Collected data:
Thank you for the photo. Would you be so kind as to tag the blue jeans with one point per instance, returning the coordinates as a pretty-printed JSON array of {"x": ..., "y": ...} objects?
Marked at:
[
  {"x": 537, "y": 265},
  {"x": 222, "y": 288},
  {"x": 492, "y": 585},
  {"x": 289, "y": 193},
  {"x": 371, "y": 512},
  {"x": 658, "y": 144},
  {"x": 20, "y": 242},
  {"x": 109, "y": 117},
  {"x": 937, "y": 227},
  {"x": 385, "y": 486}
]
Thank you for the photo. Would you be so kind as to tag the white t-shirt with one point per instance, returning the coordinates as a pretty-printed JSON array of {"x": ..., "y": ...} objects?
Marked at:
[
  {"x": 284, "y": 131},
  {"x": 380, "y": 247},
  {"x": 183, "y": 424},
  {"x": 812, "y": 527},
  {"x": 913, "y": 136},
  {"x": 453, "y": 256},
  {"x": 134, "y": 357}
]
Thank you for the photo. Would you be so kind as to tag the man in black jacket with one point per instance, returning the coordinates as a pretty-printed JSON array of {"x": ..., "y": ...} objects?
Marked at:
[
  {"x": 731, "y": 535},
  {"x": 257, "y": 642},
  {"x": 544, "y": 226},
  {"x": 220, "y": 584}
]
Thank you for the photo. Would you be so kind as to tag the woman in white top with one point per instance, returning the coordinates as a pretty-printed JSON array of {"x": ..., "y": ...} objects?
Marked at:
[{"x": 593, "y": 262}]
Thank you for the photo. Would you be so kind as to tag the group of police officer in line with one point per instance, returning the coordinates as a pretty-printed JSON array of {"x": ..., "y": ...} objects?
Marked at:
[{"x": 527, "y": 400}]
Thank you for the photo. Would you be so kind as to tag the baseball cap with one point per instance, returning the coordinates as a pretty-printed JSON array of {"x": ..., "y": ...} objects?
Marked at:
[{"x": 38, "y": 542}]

THE TASK:
Reproduce the data exactly. Keep every line intact.

SOLUTION TO THE EXERCISE:
Thank you for the photo. Would you be so kind as to tag the blue jeans with one point per instance, returning the coordinates as a pretty-printed JSON array of {"x": ..., "y": ...} objects?
Marked at:
[
  {"x": 537, "y": 265},
  {"x": 222, "y": 288},
  {"x": 492, "y": 585},
  {"x": 289, "y": 193},
  {"x": 371, "y": 512},
  {"x": 658, "y": 144},
  {"x": 20, "y": 242},
  {"x": 109, "y": 117},
  {"x": 937, "y": 227},
  {"x": 385, "y": 486}
]
Thank you for the photo. Would you be so kind as to tag the white t-shirt with one point per instance, returning the coordinates as a pretty-printed JSON array of {"x": ..., "y": ...} objects?
Marked at:
[
  {"x": 284, "y": 131},
  {"x": 380, "y": 247},
  {"x": 183, "y": 424},
  {"x": 812, "y": 527},
  {"x": 913, "y": 136},
  {"x": 453, "y": 256},
  {"x": 134, "y": 357}
]
Thank you for the photo. Would you be so kind as to tag the man in black jacket with one point per instance, returning the coordinates as a pretty-printed JSON array of {"x": ..., "y": ...} objects?
Marked at:
[
  {"x": 731, "y": 535},
  {"x": 257, "y": 642},
  {"x": 544, "y": 226},
  {"x": 220, "y": 584}
]
Thank you for the photo. Would you be so kind as to tag the woman in white top with one point per instance, returning the coordinates as a pretty-printed JSON array of {"x": ..., "y": ...} objects?
Marked at:
[{"x": 593, "y": 262}]
Thank you for the photo. Would you be so kind as to tag the group of police officer in line with one point per instance, returning the coordinates as a pretty-printed JSON array of {"x": ..., "y": ...} objects?
Marked at:
[{"x": 527, "y": 400}]
Thank you for the photo. Would you be so kind as to tag the baseball cap with one point per instance, returning the coordinates as a pretty-printed JSON array of {"x": ..., "y": ...} objects?
Marked at:
[{"x": 38, "y": 542}]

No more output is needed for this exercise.